▸ **Tasks for this exercise**
A. Using the passage on access as human fit, explain what allows patients and staff to work together toward greater fit.
B. Translate this sentence from the passage on access as human fit into Spanish: "The aim of this paper is to explore the impact of the pandemic on general practice access in the English NHS, from the perspectives of patients and staff, during initial phases of recovery."
C. Answer these questions from the passage on access as human fit:
(i) Under what license is the conceptualization reproduced?
(ii) What mediates the dimensions for staff?
(iii) From whose perspectives does the paper explore the pandemic's impact on access?

▸ **Extract**
Access as human fit conceptualisation (reproduced from Voorhees et al, 2021, BJGP, https://doi.org/10.3399/BJGP.2021.0375, under Creative Commons Attribution License).
Whether and how these dimensions fit together represent people’s experiences of accessing and providing care. All dimensions are mediated in contextually specific and dynamic ways by broader societal factors for patients and by the system factors for staff (while also recognising that staff are patients and members of society too). By better connecting the dimensions at each stage of the healthcare access process, patients and staff can work together to move towards greater fit. While understanding that this process is frequently not linear,13 the application of this understanding of access complements existing theory around patient experience14 to refine improving access as improving human fit.
The aim of this paper is to explore the impact of the pandemic on general practice access in the English NHS, from the perspectives of patients and staff, during initial phases of recovery.

▸ **Data section**
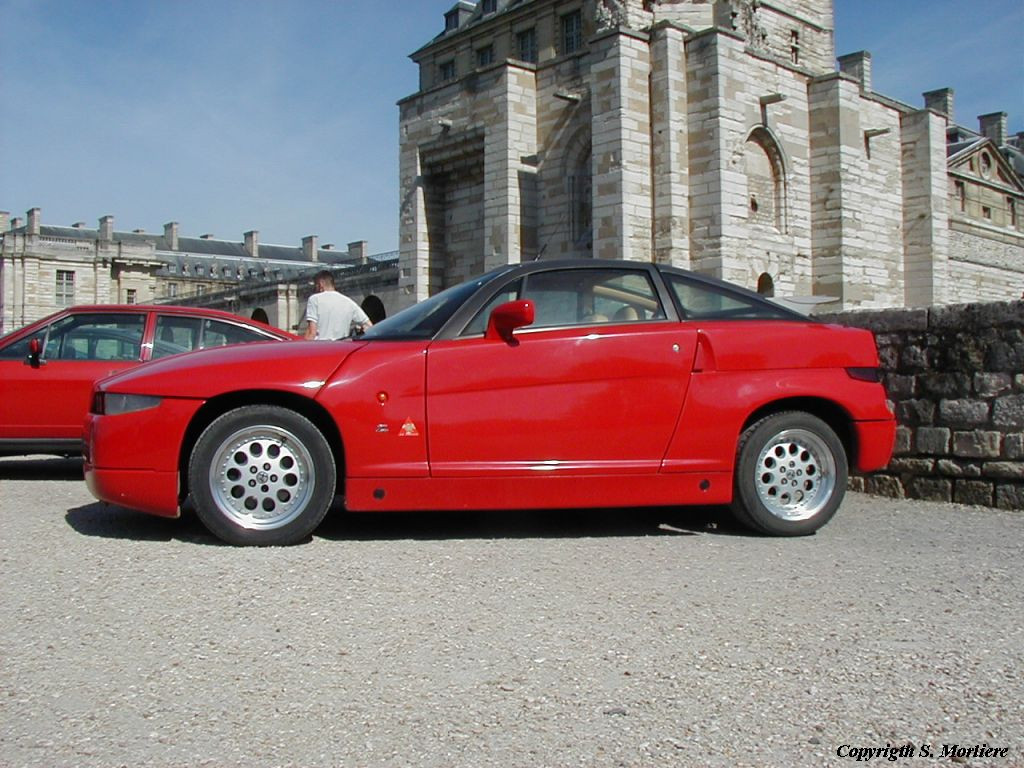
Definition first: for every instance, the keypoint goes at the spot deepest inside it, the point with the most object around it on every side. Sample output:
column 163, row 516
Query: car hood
column 300, row 367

▸ **Task-by-task answers**
A. Patients and staff can work together to move towards greater fit by better connecting the dimensions at each stage of the healthcare access process.

B. El objetivo de este artículo es explorar el impacto de la pandemia en el acceso a la medicina general en el NHS inglés, desde las perspectivas de los pacientes y del personal, durante las fases iniciales de la recuperación.

C.
(i) The Creative Commons Attribution License.
(ii) System factors.
(iii) From the perspectives of patients and staff.